**** DATA PROVIDED ****
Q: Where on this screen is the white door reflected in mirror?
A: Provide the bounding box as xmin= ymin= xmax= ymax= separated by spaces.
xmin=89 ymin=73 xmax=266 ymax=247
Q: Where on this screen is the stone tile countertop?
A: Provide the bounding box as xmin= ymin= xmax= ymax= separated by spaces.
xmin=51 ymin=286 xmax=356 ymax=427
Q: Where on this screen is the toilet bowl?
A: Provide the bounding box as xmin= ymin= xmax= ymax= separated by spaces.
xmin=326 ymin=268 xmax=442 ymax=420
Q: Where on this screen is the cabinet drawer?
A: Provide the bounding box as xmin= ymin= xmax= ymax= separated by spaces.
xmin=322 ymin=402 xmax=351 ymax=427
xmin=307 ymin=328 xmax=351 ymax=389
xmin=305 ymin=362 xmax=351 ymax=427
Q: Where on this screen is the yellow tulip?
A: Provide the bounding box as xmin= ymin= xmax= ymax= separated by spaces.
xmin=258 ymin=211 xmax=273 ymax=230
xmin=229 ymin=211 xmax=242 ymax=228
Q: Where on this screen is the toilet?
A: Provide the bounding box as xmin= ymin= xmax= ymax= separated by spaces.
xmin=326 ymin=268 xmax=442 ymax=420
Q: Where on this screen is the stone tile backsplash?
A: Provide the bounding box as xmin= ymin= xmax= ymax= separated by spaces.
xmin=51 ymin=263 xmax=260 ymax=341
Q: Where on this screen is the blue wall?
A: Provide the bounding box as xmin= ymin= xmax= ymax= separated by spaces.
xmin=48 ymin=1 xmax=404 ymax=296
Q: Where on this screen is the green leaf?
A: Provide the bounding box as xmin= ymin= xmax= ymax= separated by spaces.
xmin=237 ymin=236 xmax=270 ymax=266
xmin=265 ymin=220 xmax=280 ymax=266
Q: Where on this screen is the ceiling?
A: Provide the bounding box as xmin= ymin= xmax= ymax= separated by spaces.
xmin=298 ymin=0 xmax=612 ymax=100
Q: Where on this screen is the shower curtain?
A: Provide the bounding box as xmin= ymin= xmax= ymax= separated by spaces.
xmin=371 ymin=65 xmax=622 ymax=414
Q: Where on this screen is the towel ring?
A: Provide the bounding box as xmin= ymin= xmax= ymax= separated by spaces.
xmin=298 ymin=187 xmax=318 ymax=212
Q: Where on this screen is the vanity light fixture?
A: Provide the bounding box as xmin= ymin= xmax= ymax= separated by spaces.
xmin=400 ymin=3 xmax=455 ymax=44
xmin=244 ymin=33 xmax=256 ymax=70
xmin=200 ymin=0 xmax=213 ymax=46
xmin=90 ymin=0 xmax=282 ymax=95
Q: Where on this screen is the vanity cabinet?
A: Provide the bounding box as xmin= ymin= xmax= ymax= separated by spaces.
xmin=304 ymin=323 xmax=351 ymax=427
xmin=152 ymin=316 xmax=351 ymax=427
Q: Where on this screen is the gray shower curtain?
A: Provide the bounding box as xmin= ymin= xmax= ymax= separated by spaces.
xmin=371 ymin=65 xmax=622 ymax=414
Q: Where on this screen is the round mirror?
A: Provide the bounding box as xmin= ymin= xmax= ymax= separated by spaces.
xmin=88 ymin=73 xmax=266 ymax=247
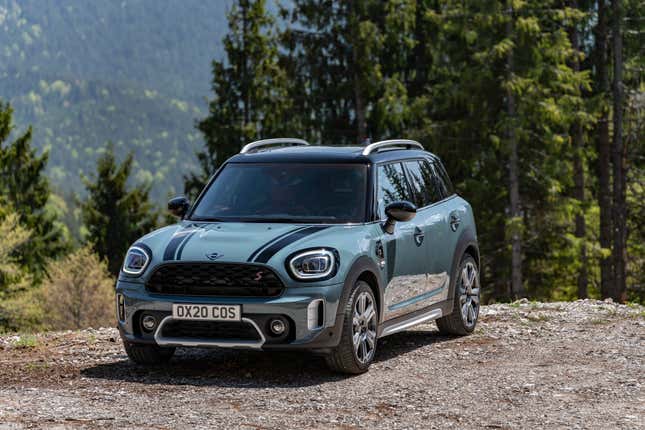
****
Copy the entire listing above line for line, changing nothing, but omit the picture.

Q: Where on this screen is the white door reflected in mirror?
A: Provide the bounding box as xmin= ymin= xmax= ymax= separated by spaces.
xmin=89 ymin=73 xmax=266 ymax=247
Q: Where on this screen is the stone tile countertop?
A: Provide the bounding box as xmin= ymin= xmax= ymax= separated by spaces.
xmin=51 ymin=286 xmax=356 ymax=427
Q: Where on this screen is the toilet bowl?
A: Provide the bounding box as xmin= ymin= xmax= ymax= separated by spaces.
xmin=326 ymin=268 xmax=442 ymax=420
Q: Where on this screen is the cabinet drawer?
A: Provide the bounding box as xmin= ymin= xmax= ymax= separated by spaces.
xmin=322 ymin=402 xmax=351 ymax=427
xmin=307 ymin=328 xmax=351 ymax=389
xmin=305 ymin=362 xmax=351 ymax=427
Q: Where on this screen is the yellow tulip?
A: Provide the bounding box as xmin= ymin= xmax= ymax= separated by spaces.
xmin=258 ymin=211 xmax=273 ymax=230
xmin=229 ymin=211 xmax=242 ymax=228
Q: Where on this screen is the toilet?
A: Provide the bounding box as xmin= ymin= xmax= ymax= separated by spaces.
xmin=326 ymin=268 xmax=442 ymax=420
Q: Where on this screen is the stone tile backsplash?
A: Provide the bounding box as xmin= ymin= xmax= ymax= separated by spaces.
xmin=51 ymin=263 xmax=260 ymax=341
Q: Where on this screen is the blue wall?
A: Provide the bounding box as xmin= ymin= xmax= ymax= separated by spaces.
xmin=48 ymin=1 xmax=404 ymax=296
Q: Where on this screen is the green leaf?
A: Provide the bounding box as xmin= ymin= xmax= ymax= separated by spaces.
xmin=237 ymin=236 xmax=270 ymax=266
xmin=265 ymin=220 xmax=280 ymax=266
Q: Where on this screen is the ceiling?
A: Provide the bounding box as xmin= ymin= xmax= ymax= separated by spaces.
xmin=298 ymin=0 xmax=612 ymax=100
Q: Where on this screen is the shower curtain?
A: Provide the bounding box as xmin= ymin= xmax= ymax= separated by spaces.
xmin=371 ymin=65 xmax=622 ymax=414
Q: Where on this screen is the towel ring?
A: Provide the bounding box as xmin= ymin= xmax= ymax= separated by spaces.
xmin=298 ymin=187 xmax=318 ymax=212
Q: Where on this screen is the vanity light fixture?
A: Provide the bounding box as xmin= ymin= xmax= ymax= separated by spaces.
xmin=400 ymin=3 xmax=455 ymax=44
xmin=244 ymin=33 xmax=256 ymax=70
xmin=200 ymin=0 xmax=213 ymax=46
xmin=90 ymin=0 xmax=282 ymax=95
Q: Where on this screen is the vanity cabinet?
A: Provide the bounding box as xmin= ymin= xmax= ymax= separated by spaces.
xmin=304 ymin=323 xmax=351 ymax=427
xmin=152 ymin=316 xmax=351 ymax=427
Q: Where on this screen is the gray shower curtain?
A: Provide the bounding box as xmin= ymin= xmax= ymax= separated by spaces.
xmin=371 ymin=65 xmax=622 ymax=414
Q: Where on this screen is the round mirror?
A: Provide the bounding box as xmin= ymin= xmax= ymax= separated by spaces.
xmin=88 ymin=73 xmax=266 ymax=247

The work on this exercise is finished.